Required work> Collect all lines containing the word "facade" from the data.

(Extracted data entries)

◆ ◆ ◆

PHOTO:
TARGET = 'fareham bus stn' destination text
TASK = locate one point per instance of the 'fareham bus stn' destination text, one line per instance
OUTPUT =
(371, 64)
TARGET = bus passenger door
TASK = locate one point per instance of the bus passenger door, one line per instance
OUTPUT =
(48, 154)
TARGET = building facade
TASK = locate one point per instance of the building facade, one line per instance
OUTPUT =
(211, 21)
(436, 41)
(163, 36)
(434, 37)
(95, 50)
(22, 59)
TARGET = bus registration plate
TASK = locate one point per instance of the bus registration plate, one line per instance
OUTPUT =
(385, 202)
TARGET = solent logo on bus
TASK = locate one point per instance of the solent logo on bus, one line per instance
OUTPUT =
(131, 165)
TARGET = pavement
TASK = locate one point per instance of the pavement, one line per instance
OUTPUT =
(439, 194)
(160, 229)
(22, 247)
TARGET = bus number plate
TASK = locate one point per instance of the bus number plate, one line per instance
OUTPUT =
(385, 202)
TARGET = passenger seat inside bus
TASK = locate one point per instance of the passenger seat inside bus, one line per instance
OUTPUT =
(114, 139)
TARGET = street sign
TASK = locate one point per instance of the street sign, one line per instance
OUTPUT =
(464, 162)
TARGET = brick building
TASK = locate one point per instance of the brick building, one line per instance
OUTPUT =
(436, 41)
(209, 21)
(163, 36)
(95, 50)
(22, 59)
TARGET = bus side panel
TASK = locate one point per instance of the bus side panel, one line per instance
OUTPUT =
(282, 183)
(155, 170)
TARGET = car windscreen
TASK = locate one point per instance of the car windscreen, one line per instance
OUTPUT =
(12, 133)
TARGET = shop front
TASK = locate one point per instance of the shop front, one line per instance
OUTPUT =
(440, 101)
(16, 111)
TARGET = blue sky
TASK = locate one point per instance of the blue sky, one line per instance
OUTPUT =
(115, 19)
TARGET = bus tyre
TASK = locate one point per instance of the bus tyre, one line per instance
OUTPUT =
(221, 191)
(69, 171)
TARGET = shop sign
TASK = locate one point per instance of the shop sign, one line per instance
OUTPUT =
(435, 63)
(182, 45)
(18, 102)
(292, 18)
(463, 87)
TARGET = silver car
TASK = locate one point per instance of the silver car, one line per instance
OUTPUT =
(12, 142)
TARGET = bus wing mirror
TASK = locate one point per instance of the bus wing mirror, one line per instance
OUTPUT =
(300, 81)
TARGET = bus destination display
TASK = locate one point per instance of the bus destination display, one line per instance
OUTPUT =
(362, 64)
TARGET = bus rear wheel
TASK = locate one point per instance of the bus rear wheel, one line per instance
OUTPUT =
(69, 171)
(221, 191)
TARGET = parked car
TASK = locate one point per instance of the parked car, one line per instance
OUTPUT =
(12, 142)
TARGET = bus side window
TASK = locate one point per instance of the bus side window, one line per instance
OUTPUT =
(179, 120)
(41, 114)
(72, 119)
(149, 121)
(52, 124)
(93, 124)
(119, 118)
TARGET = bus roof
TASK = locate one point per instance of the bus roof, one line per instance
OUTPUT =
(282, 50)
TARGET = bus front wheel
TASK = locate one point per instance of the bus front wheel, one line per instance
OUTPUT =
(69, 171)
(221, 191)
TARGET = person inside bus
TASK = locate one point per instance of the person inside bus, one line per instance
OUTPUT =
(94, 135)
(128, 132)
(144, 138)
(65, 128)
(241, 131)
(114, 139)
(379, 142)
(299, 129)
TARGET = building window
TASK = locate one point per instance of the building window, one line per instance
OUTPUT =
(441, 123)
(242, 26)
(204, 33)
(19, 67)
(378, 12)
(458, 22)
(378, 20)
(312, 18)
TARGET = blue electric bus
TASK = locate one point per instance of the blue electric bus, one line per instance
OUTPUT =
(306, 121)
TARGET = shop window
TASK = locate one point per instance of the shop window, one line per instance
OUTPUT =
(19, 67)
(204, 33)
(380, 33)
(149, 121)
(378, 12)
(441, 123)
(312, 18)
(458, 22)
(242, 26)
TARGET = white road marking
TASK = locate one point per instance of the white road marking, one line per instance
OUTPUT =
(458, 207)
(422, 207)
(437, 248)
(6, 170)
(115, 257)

◆ ◆ ◆

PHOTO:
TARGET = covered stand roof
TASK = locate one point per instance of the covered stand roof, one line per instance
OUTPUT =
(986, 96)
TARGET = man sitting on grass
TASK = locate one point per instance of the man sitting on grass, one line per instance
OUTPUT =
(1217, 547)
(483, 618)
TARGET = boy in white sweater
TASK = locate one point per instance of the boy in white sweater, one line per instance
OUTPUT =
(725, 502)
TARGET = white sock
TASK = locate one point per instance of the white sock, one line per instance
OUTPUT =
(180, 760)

◆ ◆ ◆

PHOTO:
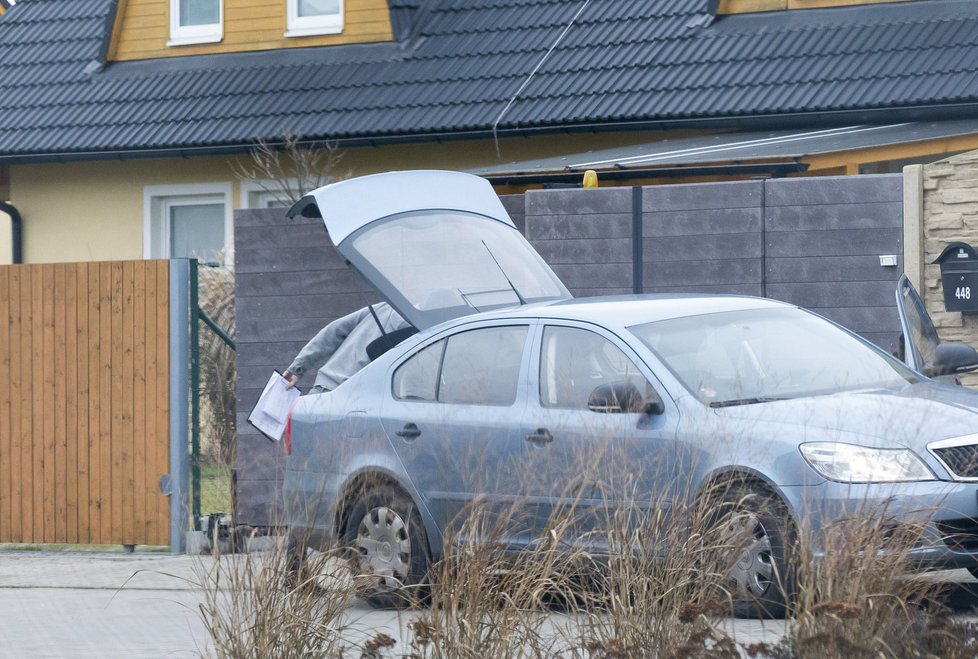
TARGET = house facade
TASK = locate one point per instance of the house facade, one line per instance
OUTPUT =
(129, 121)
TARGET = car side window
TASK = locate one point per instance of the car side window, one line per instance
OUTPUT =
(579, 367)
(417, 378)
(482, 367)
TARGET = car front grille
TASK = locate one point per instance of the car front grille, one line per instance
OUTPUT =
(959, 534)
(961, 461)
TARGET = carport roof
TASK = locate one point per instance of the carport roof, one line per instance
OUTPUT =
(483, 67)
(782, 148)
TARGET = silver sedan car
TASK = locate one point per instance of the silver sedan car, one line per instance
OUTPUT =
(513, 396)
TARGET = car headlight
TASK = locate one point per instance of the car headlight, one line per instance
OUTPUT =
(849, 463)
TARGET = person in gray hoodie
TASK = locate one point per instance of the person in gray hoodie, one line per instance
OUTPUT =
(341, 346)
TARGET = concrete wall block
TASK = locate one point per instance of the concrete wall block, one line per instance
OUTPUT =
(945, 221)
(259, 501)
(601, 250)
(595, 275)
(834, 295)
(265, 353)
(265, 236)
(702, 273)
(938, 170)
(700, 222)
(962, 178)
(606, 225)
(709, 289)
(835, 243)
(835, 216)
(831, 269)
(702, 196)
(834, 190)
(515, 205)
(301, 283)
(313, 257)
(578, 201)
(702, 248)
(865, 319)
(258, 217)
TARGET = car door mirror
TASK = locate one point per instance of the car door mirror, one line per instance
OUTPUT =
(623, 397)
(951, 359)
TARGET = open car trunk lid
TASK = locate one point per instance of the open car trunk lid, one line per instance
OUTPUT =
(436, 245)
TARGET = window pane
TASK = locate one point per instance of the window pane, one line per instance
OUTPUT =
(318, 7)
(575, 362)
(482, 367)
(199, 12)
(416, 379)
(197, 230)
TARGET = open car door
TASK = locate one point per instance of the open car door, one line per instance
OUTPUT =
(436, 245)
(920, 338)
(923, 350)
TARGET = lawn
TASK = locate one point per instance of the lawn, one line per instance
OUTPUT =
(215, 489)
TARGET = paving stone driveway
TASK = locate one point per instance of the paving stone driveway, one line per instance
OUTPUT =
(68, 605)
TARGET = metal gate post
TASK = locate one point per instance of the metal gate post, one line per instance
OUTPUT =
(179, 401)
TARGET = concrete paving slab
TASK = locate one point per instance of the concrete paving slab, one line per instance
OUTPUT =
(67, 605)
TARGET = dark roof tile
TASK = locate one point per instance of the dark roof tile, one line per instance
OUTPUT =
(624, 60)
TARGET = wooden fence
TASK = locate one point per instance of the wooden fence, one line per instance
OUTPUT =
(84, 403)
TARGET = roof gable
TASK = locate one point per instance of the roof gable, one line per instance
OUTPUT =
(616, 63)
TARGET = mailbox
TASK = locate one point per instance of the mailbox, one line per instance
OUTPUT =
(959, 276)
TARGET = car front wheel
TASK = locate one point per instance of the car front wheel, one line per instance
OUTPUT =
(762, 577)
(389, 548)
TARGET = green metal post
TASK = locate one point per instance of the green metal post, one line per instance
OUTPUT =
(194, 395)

◆ ◆ ◆

Output of the task>
TARGET = building facade
TASK = locate one point per instance of the building facade, one line per instance
TARGET = house facade
TASK = locate one point per instance of the house facade, one line per instance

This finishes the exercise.